#### SELECTION:
=-=-=-=-=
Hugo Holbling, on 10 August 2010 - 05:22 AM, said:
I think the point is to limit this democratic power via education (and other means). For an overview of the possibility that the education system isn't an accident and was intended to restrict thought, you could look at the work of John Taylor Gatto...
I don't think they're that clever, and I don't think they could have imagined that it would work: it's a house of cards just waiting to be knocked down. The only reason it isn't being knocked down is that people are naturally passive and tend to over-respect others, as they do in their worship of pop stars who are just ordinary people who happen to have the ability to put together or perform music that taps into something in the circuits of our brains and makes us feel good, or in religion where they admire deities which don't even exist. Even so, it only needs one movement (like ours, I hope) to inspire them all into rebellion and the whole thing will collapse. Illich didn't inspire sufficient following because his ideas didn't quite stack up. The key chapter of Deschooling Society which illustrates why is Chapter 6.
Quote
To give an example: The same level of technology is used in TV and in tape recorders. All Latin-American countries now have introduced TV: in Bolivia the government has financed a TV station, which was built six years ago, and there are no more than seven thousand TV sets for four million citizens. The money now tied up in TV installations throughout Latin America could have provided every fifth adult with a tape recorder. In addition, the money would have sufficed to provide an almost unlimited library of prerecorded tapes, with outlets even in remote villages, as well as an ample supply of empty tapes.
This network of tape recorders, of course, would be radically different from the present network of TV. It would provide opportunity for free expression: literate and illiterate alike could record, preserve, disseminate, and repeat their opinions. The present investment in TV, instead, provides bureaucrats, whether politicians or educators, with the power to sprinkle the continent with institutionally produced programs which they-or their sponsors--decide are good for or in demand by the people.
Surely radio would have been a far better technology to push than tape recorders, but TVs have got to be the greatest educational device of them all. The computer may eventually change that, but the advantage of TV is that you are pushed into watching programmes when they're shown rather than putting it off till later as you might with books. Most importantly, however, people aspire to owning a TV even if they can't afford it and they don't want to spend money on something which is massively inferior when they can save that money to put towards the TV which they know they will be able to buy some day when the price has fallen low enough. As for tape recorders, it's far better to teach people to read and spread books around. In Nicaragua, the Sandinistas subsequently showed how easy it is to teach the masses to read.
Quote
The planning of new educational institutions ought not to begin with the administrative goals of a principal or president, or with the teaching goals of a professional educator, or with the learning goals of any hypothetical class of people. It must not start with the question, "What should someone learn?" but with the question, "What kinds of things and people might learners want to be in contact with in order to learn?"
=-=-=-=-=
#### DATASET EXTRACT:
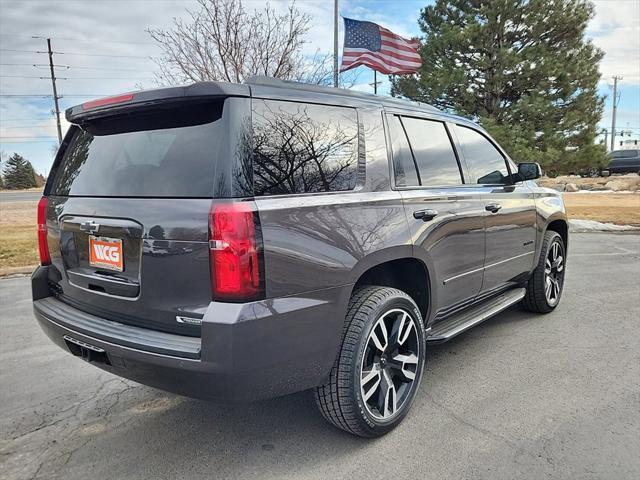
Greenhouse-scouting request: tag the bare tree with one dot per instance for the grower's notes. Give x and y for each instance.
(223, 41)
=-=-=-=-=
#### DIRECTIVE:
Write out the part of the post that begins at the words "This network of" and stops after "by the people.", substituting "officials" for "bureaucrats". None of the data is needed for this work.

#### OUTPUT:
This network of tape recorders, of course, would be radically different from the present network of TV. It would provide opportunity for free expression: literate and illiterate alike could record, preserve, disseminate, and repeat their opinions. The present investment in TV, instead, provides officials, whether politicians or educators, with the power to sprinkle the continent with institutionally produced programs which they-or their sponsors--decide are good for or in demand by the people.